[Start of section]

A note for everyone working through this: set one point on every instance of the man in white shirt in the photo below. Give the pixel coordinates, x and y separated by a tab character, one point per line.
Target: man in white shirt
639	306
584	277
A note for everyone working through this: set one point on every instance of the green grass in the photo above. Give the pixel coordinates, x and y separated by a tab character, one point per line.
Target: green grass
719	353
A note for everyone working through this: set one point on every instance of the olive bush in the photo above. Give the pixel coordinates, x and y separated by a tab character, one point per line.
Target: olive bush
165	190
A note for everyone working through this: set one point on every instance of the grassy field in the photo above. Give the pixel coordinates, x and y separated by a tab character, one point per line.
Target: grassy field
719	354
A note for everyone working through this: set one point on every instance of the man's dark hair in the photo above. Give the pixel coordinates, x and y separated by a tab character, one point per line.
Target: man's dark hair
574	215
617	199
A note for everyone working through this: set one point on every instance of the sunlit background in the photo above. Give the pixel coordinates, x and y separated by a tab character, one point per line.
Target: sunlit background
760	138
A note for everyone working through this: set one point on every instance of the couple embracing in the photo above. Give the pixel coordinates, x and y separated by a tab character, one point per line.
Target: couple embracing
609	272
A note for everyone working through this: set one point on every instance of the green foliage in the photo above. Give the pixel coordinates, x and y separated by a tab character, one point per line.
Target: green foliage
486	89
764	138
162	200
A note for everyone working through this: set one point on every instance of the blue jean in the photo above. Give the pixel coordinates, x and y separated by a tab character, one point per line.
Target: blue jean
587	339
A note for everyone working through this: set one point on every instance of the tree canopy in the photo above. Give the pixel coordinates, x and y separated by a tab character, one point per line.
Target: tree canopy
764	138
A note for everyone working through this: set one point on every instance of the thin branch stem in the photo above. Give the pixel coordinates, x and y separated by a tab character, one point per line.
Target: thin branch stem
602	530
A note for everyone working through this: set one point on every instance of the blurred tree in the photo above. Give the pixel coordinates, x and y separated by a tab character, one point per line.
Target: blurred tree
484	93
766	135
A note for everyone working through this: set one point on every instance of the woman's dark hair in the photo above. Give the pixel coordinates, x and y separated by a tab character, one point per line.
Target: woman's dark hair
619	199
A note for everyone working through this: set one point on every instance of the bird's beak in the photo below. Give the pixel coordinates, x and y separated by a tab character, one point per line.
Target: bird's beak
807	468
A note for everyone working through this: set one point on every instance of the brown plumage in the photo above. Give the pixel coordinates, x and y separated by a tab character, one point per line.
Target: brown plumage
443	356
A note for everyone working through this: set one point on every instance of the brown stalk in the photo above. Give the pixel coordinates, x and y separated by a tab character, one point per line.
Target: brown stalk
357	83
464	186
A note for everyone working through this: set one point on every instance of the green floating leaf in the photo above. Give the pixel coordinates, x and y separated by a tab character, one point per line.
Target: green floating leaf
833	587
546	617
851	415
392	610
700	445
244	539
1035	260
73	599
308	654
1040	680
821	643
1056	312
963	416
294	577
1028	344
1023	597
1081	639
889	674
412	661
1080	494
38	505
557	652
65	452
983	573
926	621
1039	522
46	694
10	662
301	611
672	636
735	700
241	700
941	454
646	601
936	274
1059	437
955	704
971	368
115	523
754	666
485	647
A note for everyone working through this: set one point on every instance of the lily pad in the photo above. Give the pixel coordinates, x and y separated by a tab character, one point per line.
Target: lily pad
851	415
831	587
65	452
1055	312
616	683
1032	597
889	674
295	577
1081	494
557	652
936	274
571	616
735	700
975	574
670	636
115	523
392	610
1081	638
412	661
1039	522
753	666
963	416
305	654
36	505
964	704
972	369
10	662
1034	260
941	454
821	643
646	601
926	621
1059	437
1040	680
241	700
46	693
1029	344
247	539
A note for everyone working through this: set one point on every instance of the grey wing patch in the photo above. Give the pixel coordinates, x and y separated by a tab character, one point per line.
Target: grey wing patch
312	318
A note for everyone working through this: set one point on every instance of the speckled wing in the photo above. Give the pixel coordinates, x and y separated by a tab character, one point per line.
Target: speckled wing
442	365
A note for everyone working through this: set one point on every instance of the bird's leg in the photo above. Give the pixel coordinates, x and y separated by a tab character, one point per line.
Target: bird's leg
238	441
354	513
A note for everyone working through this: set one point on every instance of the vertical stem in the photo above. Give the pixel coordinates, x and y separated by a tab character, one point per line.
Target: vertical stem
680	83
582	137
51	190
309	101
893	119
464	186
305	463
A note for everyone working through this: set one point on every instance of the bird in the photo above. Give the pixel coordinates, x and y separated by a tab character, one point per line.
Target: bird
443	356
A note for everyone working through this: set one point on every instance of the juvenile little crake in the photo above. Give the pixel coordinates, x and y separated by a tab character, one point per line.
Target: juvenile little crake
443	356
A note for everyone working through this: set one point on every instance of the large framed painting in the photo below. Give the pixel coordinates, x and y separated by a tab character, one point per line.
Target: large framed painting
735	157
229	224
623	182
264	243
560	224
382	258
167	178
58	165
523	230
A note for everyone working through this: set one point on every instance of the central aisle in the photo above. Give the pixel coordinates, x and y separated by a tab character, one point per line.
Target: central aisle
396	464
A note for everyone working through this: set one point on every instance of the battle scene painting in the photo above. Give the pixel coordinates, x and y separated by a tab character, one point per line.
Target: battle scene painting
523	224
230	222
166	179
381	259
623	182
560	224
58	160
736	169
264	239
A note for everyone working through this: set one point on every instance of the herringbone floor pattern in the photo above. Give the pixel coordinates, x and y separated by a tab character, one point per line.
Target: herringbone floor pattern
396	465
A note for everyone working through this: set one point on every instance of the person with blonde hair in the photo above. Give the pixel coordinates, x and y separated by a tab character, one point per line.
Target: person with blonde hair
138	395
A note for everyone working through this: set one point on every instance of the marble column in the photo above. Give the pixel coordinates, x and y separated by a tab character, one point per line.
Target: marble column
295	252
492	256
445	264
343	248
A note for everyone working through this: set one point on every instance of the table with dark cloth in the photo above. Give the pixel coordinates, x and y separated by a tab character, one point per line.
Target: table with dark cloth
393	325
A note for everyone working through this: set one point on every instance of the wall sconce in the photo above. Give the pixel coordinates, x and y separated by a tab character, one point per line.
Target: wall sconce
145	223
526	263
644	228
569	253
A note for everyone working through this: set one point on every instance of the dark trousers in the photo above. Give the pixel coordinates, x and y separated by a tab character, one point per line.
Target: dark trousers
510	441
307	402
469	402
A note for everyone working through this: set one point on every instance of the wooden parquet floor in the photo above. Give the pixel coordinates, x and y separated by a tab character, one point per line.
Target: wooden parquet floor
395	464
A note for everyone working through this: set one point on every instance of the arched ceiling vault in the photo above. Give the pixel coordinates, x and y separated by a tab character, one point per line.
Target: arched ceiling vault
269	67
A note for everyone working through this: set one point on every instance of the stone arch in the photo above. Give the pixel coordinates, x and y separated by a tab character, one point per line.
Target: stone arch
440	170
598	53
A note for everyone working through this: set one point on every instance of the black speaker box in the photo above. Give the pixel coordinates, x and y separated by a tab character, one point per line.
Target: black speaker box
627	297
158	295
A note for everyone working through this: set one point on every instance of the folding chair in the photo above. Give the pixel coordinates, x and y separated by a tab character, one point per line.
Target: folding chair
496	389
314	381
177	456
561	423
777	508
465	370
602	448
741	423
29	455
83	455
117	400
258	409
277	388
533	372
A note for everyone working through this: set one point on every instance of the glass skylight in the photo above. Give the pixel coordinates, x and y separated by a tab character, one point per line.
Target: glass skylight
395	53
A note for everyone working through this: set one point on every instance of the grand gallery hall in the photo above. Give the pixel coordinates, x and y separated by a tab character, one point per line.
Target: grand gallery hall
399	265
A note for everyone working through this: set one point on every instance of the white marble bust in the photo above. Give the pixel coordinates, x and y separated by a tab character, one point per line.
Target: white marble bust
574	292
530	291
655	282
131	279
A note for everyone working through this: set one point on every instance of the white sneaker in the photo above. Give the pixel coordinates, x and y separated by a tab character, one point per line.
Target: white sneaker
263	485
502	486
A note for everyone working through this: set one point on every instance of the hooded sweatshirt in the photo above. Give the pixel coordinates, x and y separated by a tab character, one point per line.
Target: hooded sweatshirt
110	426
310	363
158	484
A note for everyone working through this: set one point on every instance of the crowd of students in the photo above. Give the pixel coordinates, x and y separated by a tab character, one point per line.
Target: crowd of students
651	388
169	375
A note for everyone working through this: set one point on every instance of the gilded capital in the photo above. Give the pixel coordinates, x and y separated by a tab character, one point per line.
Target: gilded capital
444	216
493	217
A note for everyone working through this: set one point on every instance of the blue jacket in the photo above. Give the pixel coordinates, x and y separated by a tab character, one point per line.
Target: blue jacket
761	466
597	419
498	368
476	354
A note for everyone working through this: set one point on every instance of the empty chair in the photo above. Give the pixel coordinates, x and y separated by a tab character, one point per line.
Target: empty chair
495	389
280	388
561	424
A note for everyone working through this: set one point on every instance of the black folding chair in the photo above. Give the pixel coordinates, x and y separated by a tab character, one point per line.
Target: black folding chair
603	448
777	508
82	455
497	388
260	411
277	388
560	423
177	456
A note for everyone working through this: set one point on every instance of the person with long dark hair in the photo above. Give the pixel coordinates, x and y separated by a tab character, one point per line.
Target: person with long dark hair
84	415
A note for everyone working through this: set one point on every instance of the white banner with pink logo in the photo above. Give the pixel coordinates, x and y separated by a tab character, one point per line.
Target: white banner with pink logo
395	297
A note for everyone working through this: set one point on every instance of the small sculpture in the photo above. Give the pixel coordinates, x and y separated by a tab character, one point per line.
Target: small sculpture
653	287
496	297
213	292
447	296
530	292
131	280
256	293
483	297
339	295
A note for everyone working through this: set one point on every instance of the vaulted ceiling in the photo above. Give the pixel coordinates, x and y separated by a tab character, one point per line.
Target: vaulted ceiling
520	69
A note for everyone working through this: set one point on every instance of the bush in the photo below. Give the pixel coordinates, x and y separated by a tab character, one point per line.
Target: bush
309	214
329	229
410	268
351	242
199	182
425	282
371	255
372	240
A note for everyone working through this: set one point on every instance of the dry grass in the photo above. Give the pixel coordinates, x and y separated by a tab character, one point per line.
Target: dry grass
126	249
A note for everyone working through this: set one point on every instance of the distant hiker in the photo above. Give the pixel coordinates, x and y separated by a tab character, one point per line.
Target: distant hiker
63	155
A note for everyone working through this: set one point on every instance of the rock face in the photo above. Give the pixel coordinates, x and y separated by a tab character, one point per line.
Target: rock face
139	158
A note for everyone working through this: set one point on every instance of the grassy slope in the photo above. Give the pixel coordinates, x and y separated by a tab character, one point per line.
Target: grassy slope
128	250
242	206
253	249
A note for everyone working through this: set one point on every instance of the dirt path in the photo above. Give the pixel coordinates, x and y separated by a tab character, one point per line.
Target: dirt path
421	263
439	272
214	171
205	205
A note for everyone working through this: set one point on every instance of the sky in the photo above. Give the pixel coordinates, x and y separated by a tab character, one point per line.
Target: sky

[End of section]

For the lines above, output exactly those from the line containing "the blue jacket" through the line containing "of the small", and skip the others.

A note for everyone working through this: set one point on every instance of the blue jacket in the photo above. Give the pixel coordinates, x and y separated by a tab character, one point per line.
Target: blue jacket
761	466
597	419
498	368
476	354
A note for everyone working through this: set one point on every instance of the empty chair in the photo above. Give the pixel coordinates, x and y separated by a tab character, one point per line.
Target: empty chair
495	389
280	388
561	424
A note for everyone working through this: set one point on every instance of the black folding chair in the photo above. Give the pixel coordinates, x and y separated by a tab character, one point per line.
Target: black folding chair
603	448
777	508
82	455
497	388
260	411
277	388
560	423
177	456
A note for everyone working through this: set one point on every instance of the person with long dark hair in the photo above. Give the pixel coordinates, x and y separated by a tab character, one point per line.
Target: person with long dark hair
84	415
A note for everyone working through this: set one point on every instance of the white banner with pink logo in the photo above. Give the pixel coordinates, x and y separated by a tab character, one point per line.
Target: white banner with pink logo
395	297
A note for everyone working through this: set one point on every instance of the small sculpture in the photo above. Give the pixel coordinates, x and y separated by a tab character, one point per line.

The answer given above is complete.